◆ **Supplied entries**
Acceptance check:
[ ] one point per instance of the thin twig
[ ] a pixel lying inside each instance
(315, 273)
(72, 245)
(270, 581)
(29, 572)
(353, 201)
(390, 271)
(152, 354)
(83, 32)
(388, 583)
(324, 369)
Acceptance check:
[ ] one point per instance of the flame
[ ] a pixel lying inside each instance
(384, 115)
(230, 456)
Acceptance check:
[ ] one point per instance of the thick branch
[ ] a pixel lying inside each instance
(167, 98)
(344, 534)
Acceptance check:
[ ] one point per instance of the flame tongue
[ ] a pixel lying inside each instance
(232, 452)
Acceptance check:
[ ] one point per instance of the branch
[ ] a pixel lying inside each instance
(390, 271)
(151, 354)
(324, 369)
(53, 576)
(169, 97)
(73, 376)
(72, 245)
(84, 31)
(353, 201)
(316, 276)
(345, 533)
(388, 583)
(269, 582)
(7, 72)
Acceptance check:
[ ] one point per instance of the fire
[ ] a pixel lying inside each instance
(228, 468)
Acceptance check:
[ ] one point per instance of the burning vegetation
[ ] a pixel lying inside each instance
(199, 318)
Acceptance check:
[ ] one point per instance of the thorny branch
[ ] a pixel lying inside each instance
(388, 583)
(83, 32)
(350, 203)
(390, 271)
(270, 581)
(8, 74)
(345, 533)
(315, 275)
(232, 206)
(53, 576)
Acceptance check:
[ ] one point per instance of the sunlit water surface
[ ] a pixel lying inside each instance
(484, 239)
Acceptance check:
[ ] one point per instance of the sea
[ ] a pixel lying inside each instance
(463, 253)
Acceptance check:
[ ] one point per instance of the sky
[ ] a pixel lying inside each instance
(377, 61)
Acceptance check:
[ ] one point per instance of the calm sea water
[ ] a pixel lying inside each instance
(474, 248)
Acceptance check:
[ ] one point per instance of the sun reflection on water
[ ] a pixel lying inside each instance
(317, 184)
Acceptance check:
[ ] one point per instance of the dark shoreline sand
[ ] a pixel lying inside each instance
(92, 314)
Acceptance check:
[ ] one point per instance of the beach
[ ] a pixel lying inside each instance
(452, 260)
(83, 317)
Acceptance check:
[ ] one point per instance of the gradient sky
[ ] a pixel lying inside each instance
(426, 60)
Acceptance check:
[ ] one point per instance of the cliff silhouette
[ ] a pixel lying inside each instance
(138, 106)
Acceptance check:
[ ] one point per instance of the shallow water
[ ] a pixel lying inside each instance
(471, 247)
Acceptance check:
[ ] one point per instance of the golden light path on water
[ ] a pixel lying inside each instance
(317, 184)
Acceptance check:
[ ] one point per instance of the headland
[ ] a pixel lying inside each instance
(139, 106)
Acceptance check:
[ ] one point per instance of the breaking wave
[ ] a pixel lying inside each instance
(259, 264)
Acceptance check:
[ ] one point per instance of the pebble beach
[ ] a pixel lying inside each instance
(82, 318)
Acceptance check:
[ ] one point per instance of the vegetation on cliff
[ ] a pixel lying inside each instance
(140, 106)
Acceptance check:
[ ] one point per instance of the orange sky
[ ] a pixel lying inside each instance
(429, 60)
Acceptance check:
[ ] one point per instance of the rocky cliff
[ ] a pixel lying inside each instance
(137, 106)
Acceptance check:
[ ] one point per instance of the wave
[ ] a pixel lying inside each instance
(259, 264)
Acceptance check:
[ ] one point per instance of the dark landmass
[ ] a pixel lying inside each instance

◆ **What the task requires**
Word search in the records above: please count the lines holding "water" and state the count alone.

◆ **Problem solution**
5